* [Extrait du document]:
::::::

Chroniques

« Soyons joyeux » : hommage à Alain Tanner

par Camille Trembley

Le 11 septembre est une date historiquement chargée. Le 11 septembre est aussi la date de mon anniversaire et celle où Alain Tanner nous a quitté·e·s. En 2017, à la suite de la rédaction d’un mémoire lui étant consacré, je décidais de lui écrire une lettre. Ce faisant, je réalisais à quel point ses films m’avaient porté durant ce long processus. Je ressentais une proximité avec ses personnages et leurs histoires. J’aimais les retrouver lors de mes très nombreux visionnements dans cette atmosphère douce et entière qui caractérise son cinéma.

J’ai découvert le cinéma de Tanner avec La Salamandre (1971). Quel plaisir de voir à l’écran ma ville natale, Genève, dans les années 1970. Elle me paraissait familière, puisque j’y retrouvais des espaces emblématiques comme les bords du Rhône et sa jonction avec l’Arve ou encore les trams quadrillant la ville protestante. Et pourtant, elle semblait étrangère avec un montage qui recomposait ces lieux connus. J’en découvrais une nouvelle « géographie » portée par le trio de personnages insolents mais pudiques interprétés par Jean-Luc Bideault, Bulle Ogier et Jacques Denis. Tanner continuera dans plusieurs autres films à explorer la complexité de la ville calviniste. Il en montre son aspect chaleureux et idéaliste à travers la collectivité de Jonas qui aura 25 ans en l’an 2000 (1976), l’aliénation et l’individualisme dans Charles mort ou vif (1969) ou encore l’enfermement projectif dans Le retour d’Afrique (1973), voyage avorté de deux utopistes qui finissent par s’exiler dans leur propre appartement.

::::::

* [Consigne]:
Recopiez en entier l'hommage à Alain Tanner ci-dessus, mot pour mot et sans rien y changer.

::::::

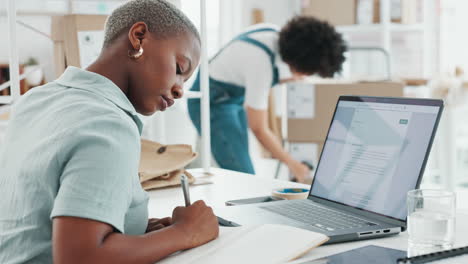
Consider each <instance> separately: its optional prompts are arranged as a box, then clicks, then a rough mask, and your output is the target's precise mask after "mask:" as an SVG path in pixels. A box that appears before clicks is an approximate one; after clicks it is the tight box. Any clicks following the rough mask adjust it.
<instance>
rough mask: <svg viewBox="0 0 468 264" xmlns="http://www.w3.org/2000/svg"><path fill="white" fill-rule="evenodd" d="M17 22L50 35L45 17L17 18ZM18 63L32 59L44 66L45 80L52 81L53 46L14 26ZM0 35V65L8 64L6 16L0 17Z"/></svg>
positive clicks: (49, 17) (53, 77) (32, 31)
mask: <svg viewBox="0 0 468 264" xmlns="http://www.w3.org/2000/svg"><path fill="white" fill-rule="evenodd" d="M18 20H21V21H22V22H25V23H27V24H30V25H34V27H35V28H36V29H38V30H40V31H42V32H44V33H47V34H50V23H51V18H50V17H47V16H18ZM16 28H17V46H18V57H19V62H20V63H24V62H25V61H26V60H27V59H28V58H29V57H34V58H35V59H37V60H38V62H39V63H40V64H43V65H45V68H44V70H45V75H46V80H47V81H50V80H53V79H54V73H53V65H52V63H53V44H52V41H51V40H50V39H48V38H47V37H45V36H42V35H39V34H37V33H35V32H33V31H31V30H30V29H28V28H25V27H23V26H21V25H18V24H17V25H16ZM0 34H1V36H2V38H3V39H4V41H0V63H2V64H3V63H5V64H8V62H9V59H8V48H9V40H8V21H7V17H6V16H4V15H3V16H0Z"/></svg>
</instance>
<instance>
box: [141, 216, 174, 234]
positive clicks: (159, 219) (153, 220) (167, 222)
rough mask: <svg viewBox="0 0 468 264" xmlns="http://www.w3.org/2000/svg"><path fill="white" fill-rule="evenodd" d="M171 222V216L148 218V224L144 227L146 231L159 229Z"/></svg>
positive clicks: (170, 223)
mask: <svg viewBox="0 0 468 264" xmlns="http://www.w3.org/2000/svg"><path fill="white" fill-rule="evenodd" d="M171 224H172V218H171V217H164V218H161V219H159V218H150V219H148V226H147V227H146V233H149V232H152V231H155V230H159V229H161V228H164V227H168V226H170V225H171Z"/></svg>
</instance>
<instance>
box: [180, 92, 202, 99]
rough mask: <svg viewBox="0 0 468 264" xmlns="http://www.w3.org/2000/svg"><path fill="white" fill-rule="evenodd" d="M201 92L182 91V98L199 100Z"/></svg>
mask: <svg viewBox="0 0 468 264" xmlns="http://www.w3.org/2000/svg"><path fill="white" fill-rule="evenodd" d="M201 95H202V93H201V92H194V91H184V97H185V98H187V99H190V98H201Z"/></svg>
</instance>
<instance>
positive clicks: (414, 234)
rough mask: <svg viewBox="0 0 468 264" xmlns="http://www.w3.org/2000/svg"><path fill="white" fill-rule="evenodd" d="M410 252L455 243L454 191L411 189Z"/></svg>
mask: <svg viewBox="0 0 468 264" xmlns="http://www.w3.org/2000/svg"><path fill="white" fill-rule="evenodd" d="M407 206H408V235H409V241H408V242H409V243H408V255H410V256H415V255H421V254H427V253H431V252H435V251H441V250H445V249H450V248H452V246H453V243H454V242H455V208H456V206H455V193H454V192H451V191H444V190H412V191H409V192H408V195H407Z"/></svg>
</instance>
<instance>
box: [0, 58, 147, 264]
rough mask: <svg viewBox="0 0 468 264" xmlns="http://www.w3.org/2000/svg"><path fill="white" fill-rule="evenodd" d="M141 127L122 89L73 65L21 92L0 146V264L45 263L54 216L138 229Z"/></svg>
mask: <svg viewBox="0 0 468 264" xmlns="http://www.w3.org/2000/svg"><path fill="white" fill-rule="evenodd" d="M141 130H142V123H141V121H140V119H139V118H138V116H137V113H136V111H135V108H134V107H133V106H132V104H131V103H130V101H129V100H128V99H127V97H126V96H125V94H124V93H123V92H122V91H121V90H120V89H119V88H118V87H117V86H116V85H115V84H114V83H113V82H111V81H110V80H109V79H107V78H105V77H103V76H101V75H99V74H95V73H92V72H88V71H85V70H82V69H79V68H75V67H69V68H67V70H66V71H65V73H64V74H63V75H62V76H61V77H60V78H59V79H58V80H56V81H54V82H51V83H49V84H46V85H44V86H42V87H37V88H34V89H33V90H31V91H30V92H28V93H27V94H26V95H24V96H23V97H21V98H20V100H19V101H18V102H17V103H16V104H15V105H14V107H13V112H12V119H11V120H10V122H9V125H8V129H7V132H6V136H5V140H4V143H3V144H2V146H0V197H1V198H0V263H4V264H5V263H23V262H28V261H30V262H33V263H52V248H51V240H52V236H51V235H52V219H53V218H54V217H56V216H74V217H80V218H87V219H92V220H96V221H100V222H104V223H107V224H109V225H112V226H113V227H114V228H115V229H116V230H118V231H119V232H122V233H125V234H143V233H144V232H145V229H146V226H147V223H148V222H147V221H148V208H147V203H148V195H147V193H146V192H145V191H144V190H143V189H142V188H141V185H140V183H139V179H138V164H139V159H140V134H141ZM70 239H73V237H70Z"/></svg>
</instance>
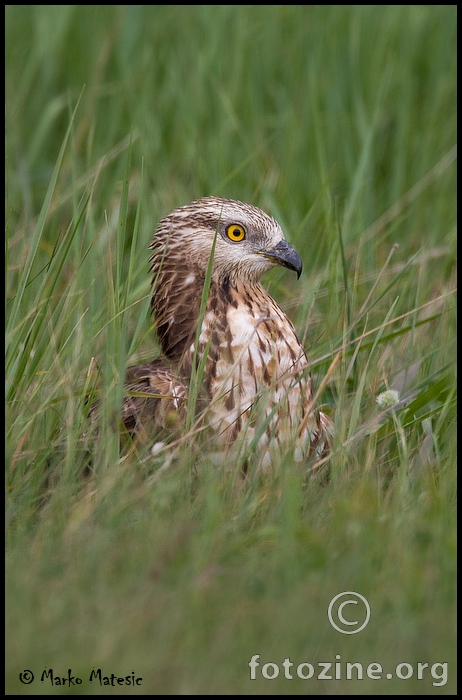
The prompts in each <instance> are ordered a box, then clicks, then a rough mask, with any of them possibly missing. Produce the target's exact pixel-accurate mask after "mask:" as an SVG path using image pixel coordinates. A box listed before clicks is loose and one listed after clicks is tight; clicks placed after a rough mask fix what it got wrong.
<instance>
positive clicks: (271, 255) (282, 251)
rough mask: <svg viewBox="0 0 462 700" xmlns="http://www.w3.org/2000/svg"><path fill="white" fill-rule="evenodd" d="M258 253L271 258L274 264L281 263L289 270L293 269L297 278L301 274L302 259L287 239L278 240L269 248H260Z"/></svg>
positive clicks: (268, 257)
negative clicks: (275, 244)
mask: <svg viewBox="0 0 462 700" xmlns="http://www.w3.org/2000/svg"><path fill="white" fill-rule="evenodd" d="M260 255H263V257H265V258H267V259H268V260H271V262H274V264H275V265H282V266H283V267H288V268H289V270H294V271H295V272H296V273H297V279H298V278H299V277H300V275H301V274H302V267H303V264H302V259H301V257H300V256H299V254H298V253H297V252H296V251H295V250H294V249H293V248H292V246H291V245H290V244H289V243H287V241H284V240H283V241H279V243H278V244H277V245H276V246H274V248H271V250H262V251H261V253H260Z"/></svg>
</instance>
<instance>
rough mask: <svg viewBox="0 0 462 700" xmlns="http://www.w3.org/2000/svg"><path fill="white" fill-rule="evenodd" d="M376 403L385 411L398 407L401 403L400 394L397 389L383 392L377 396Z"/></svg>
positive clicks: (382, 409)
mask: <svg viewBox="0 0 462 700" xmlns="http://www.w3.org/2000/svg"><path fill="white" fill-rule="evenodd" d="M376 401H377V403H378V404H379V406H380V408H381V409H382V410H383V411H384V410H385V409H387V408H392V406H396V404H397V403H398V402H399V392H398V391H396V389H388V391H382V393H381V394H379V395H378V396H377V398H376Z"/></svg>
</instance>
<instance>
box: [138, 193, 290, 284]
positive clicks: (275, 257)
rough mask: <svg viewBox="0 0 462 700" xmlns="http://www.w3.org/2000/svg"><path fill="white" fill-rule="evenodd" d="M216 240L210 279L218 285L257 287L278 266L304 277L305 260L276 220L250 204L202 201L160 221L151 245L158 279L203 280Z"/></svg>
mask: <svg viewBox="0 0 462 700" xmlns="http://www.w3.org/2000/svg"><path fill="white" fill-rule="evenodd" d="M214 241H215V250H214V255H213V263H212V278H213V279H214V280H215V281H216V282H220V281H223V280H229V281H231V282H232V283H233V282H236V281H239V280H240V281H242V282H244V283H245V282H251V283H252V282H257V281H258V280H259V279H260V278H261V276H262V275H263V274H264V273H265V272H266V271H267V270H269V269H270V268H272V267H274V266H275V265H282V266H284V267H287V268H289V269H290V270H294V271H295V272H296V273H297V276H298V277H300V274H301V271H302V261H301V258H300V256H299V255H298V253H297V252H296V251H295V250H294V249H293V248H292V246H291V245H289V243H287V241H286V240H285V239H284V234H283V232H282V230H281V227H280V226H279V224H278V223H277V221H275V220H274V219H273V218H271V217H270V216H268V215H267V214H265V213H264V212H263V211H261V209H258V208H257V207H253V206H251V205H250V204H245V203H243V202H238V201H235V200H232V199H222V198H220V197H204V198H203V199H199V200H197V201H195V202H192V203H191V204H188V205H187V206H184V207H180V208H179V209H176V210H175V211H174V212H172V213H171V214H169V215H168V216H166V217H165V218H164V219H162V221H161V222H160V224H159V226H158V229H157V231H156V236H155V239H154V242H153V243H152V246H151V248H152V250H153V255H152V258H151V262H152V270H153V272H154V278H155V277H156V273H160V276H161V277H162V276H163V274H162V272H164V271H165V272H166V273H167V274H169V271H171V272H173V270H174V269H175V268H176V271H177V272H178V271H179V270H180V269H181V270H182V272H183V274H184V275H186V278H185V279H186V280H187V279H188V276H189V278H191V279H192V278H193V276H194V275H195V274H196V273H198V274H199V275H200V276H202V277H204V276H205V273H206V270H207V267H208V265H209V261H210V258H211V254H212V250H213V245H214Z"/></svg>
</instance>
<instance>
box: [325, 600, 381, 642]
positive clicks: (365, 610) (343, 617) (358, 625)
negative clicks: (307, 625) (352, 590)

::::::

* [Réponse]:
Chroniques

« Soyons joyeux » : hommage à Alain Tanner

par Camille Trembley

Le 11 septembre est une date historiquement chargée. Le 11 septembre est aussi la date de mon anniversaire et celle où Alain Tanner nous a quitté·e·s. En 2017, à la suite de la rédaction d’un mémoire lui étant consacré, je décidais de lui écrire une lettre. Ce faisant, je réalisais à quel point ses films m’avaient porté durant ce long processus. Je ressentais une proximité avec ses personnages et leurs histoires. J’aimais les retrouver lors de mes très nombreux visionnements dans cette atmosphère douce et entière qui caractérise son cinéma.

J’ai découvert le cinéma de Tanner avec La Salamandre (1971). Quel plaisir de voir à l’écran ma ville natale, Genève, dans les années 1970. Elle me paraissait familière, puisque j’y retrouvais des espaces emblématiques comme les bords du Rhône et sa jonction avec l’Arve ou encore les trams quadrillant la ville protestante. Et pourtant, elle semblait étrangère avec un montage qui recomposait ces lieux connus. J’en découvrais une nouvelle « géographie » portée par le trio de personnages insolents mais pudiques interprétés par Jean-Luc Bideault, Bulle Ogier et Jacques Denis. Tanner continuera dans plusieurs autres films à explorer la complexité de la ville calviniste. Il en montre son aspect chaleureux et idéaliste à travers la collectivité de Jonas qui aura 25 ans en l’an 2000 (1976), l’aliénation et l’individualisme dans Charles mort ou vif (1969) ou encore l’enfermement projectif dans Le retour d’Afrique (1973), voyage avorté de deux utopistes qui finissent par s’exiler dans leur propre appartement.